#### Work instructions
Rewrite all of the records below, replacing every occurrence of "coordinates" with "pixel coordinates" and changing nothing else. Leave the pictures out of your answer.

#### Provided records

--- Start ---

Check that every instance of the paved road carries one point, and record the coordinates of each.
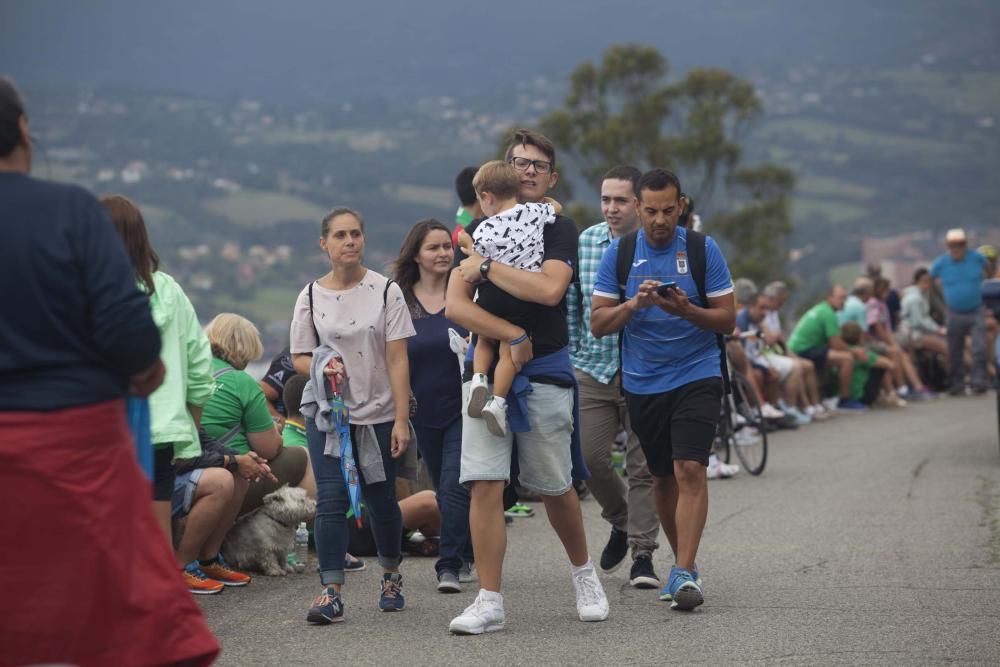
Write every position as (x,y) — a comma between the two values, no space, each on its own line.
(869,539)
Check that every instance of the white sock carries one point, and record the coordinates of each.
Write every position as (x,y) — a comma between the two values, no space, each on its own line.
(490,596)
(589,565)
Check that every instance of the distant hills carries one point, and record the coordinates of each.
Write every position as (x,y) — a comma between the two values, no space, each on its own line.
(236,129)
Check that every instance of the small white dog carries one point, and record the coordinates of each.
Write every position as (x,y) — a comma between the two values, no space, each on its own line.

--- End ---

#### Task output
Check that every instance of the paved road carries one point, and record the pixel coordinates of each.
Write every position as (x,y) — a comma between the two values, no space, each on its own line.
(869,539)
Check that every instance of the white sock carries one point, and record the pixel coordinates of each.
Write every position as (x,y) — a comma between the two values, no space, each on its own line.
(490,596)
(589,565)
Check that every instance of the distant hills carries one point, and record the pixel coordinates of each.
Write every position as (x,y) — a comma between the two values, no space, each on its own line.
(236,129)
Check that every instance of the small white dog carries one point, and record the pixel coordinates of each.
Write every position as (x,y) — a comma between the two values, no space, each on its own line.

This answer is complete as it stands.